Requirements -
Reproduce the records word for word from the line containing "Would it be possible for you to pinpoint the hanging decoration" through the end of the records, inclusive.

Records for this task -
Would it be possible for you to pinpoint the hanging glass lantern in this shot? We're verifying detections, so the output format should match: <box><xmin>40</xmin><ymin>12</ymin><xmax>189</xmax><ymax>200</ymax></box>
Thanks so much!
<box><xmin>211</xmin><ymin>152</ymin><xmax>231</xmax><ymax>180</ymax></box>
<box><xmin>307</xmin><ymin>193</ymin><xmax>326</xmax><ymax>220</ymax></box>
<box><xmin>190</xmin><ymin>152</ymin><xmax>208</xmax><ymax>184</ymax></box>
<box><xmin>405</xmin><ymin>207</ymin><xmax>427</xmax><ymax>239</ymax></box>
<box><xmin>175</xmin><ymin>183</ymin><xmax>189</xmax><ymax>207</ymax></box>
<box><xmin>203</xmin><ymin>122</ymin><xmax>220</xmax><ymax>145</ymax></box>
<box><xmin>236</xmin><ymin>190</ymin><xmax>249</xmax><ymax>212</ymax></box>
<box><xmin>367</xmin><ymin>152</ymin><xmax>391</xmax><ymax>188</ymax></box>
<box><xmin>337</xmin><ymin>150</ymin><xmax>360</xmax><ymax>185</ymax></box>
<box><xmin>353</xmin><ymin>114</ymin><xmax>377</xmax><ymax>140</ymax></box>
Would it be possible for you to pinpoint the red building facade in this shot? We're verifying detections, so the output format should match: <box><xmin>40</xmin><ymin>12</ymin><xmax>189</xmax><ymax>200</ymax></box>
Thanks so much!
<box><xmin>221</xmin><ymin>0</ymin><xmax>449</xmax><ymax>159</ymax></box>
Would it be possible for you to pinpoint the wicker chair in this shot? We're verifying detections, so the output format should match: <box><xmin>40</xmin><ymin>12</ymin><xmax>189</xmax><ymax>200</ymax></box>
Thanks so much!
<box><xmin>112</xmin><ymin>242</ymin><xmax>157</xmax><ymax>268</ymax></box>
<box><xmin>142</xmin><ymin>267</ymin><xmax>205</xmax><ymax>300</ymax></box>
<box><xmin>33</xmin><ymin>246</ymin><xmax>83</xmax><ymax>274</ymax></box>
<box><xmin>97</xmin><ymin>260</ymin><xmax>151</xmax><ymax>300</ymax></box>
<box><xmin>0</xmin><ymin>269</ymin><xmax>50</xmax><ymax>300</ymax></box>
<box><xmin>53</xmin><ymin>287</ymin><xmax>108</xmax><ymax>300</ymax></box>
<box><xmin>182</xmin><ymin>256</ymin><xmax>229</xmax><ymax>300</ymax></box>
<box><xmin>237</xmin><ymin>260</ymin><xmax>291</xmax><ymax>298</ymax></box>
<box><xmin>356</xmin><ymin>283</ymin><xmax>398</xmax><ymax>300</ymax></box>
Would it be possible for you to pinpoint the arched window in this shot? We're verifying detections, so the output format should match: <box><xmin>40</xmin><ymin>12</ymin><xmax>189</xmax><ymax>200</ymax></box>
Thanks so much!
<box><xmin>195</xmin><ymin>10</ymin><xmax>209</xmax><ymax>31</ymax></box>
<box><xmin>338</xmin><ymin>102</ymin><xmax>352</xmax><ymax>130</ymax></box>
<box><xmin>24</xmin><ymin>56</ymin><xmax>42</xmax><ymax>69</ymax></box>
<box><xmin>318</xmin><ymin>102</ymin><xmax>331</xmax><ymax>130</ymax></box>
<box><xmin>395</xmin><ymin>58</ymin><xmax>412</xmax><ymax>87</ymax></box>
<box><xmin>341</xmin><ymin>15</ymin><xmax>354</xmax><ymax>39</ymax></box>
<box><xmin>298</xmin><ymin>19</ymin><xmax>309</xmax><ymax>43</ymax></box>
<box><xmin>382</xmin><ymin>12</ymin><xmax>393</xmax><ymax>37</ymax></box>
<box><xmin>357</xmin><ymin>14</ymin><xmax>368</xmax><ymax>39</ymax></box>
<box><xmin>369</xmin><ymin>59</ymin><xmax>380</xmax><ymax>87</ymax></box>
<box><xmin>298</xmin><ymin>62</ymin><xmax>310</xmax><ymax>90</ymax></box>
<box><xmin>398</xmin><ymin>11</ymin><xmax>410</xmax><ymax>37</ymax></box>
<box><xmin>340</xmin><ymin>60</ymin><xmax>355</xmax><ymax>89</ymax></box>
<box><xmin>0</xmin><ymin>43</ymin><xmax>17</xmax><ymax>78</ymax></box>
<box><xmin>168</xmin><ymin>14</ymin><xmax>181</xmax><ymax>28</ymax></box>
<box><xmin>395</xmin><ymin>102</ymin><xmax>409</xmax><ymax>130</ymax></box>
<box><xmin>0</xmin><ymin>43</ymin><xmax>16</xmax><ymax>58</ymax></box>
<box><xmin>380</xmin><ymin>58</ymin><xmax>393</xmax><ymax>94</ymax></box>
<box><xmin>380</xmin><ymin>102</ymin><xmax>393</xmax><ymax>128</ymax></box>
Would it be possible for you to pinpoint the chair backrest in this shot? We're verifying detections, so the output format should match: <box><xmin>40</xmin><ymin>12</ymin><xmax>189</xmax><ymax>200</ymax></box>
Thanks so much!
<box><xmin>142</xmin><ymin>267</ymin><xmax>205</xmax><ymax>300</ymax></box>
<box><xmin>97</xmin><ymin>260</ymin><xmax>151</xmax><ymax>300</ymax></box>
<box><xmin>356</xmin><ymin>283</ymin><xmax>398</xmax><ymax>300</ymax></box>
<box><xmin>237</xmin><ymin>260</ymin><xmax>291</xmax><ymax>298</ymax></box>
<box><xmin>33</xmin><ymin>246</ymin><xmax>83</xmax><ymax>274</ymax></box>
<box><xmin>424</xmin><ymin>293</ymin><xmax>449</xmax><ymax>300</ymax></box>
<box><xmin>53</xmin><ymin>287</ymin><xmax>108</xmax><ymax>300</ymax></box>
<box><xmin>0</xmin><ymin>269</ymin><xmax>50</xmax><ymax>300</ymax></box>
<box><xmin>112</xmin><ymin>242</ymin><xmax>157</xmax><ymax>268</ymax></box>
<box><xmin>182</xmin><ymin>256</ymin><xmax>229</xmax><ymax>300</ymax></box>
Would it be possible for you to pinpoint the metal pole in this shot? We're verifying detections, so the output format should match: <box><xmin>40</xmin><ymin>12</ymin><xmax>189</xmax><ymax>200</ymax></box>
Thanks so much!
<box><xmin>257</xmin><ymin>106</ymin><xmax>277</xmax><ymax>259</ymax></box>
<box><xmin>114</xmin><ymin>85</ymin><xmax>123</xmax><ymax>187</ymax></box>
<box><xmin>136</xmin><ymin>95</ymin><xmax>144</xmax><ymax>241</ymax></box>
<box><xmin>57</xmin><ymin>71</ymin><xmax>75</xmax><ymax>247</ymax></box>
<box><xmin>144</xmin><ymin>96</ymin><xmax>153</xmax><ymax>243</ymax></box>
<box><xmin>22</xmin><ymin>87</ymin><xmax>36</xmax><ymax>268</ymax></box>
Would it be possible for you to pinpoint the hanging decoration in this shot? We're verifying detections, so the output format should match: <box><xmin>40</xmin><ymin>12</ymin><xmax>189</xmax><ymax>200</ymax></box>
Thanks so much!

Task answer -
Would it be possible for you to pinpoint the hanging decoration in this shot? We're verifying detections, so the output format should match: <box><xmin>40</xmin><ymin>12</ymin><xmax>189</xmax><ymax>200</ymax></box>
Thanks so much!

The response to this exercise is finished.